Start of Block
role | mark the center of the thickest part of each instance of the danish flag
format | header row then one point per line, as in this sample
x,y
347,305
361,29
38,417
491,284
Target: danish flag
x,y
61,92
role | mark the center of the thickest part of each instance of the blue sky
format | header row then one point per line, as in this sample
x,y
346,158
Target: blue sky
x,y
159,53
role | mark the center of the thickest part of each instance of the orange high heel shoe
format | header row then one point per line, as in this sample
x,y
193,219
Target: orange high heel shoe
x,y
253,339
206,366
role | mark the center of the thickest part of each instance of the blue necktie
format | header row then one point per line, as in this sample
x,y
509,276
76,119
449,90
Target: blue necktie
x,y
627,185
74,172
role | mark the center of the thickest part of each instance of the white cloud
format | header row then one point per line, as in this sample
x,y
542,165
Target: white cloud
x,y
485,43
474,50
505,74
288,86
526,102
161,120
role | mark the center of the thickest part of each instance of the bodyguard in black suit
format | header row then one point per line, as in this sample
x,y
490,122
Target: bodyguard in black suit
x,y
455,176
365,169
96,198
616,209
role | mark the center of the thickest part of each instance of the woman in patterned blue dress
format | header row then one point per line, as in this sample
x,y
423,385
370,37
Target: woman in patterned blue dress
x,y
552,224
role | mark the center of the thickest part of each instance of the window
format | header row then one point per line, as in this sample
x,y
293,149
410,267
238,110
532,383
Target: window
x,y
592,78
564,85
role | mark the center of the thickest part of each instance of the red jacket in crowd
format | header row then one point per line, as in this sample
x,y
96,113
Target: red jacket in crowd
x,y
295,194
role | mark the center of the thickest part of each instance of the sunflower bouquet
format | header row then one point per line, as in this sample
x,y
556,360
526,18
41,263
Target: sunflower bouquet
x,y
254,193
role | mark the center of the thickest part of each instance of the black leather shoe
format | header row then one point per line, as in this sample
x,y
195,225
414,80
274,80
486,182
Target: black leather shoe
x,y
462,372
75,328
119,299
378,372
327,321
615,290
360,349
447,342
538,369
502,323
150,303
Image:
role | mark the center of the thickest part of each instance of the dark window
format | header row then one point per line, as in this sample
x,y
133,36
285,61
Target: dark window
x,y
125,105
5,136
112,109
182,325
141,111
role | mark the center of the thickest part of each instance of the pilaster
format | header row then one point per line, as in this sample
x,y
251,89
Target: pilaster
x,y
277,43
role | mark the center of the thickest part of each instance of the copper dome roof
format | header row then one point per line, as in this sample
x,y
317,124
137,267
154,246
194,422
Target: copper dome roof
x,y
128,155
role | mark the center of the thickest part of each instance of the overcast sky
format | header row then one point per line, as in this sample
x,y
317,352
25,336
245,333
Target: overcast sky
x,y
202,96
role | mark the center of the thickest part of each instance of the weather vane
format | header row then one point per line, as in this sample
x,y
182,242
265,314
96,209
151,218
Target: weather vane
End of Block
WHAT IS EXPECTED: Your task is to collect every line above that contains the word "vane".

TASK SOLUTION:
role | mark the center of the thickest part of each instance of the weather vane
Target: weather vane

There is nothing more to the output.